Required action:
Please write the next passage of the piece below on Ark Encounter and the biblical flood story, continuing from its final sentence.
══ Text provided ══
Honest answers to these questions should confirm the conclusion of Orthodox Rabbi Norman Solomon that that the story of a massive, universal flood rising fifteen cubits over Mt. Ararat some forty-one centuries ago “never happened; [rather] there is overwhelming evidence that most life around the planet continued in its normal course.” Moreover, we have good evidence, from thick deposits near Shuruppak, the Sumerian home of Ziusudra, that a substantial flood occurred there around 2900 BCE. This event is of the right kind at the right time to have prompted the saga of Ziusudra and, in turn, the other stories upon which the biblical tale is based.

Ark Encounter is really Ark Avoidance

Although it extends an invitation to “witness history,” Ark Encounter in practice simultaneously rejects both the flood literature that pre-dates the writing of Noah and also modern science which conclusively demonstrates in a variety of ways why the biblical story did not and could not have happened as it is written. Instead, it focuses narrowly on a story which the author, not claiming to be either an historian or a scientist, carefully constructed for a particular purpose at a particular time. We have not yet sufficiently identified that time, much less that author, but at least we should be able to understand the inspirational precedents with which the author was working, marvel at the vision that guided his work and appreciate the talent necessary to forge the resulting work to advance his needs and goals.

When faith fears facts, and opts for fiction, it risks looking foolish. Rather than demonstrating character, it invites caricature. We have seen the results in our own community, and it is tragic. When any person of faith succumbs to such fear, whether promoted by Ark Encounter or the leaders of the Jewish Satmar sect or others, he or she actually displays a lack of true faith both in the God s/he professes to worship and the reality that God presumably created, including the creature the Bible uniquely claims was made in that God’s image. Conversely, if the phrase “image of God” means anything, it must mean, as the first chapter of Genesis makes abundantly clear, a being capable of making meaningful distinctions among various possibilities, a being that exercises the brain with which it has been blessed.
═══
══ Dataset extract ══
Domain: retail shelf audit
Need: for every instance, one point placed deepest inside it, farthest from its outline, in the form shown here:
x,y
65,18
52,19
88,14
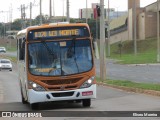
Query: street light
x,y
102,43
158,41
86,11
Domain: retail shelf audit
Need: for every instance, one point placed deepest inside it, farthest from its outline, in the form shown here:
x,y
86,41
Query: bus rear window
x,y
59,32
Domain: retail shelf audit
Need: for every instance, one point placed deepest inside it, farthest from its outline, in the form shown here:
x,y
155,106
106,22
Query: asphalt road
x,y
108,99
148,73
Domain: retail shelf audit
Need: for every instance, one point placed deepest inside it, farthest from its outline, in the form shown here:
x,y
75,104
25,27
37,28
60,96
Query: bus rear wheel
x,y
86,102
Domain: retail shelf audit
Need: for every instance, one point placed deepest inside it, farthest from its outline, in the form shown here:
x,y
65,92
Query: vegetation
x,y
146,51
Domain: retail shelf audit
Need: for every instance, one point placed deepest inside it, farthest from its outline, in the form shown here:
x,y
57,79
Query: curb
x,y
135,90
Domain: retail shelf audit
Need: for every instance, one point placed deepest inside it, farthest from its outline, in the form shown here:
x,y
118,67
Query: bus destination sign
═══
Expected output:
Asking a person of faith to embrace reality does not require that person to abandon belief in a Higher Power. It merely urges, to paraphrase the words attributed almost two thousand years ago to a young Jewish man from Nazareth who was teaching in Jerusalem, that such a person render to science that which belongs to science, including in this case, at least archaeology, cultural anthropology, geology, evolutionary biology and hydrology. (Cf., Mark 12:17.)

In the end, and in addition to its other failures, Ark Encounter does a disservice to its customers. Though it claims to have spent over $100,000,000, the Ark Encounter project has missed a marvelous opportunity. It has chosen to comfort the choir, instead of informing, challenging and elevating them. Worse, it encourages them, rewards them for keeping their eyes and ears shut and their minds closed. There may be short term financial gain in that, but not much future. What a pity. An Ark is a terrible thing to waste.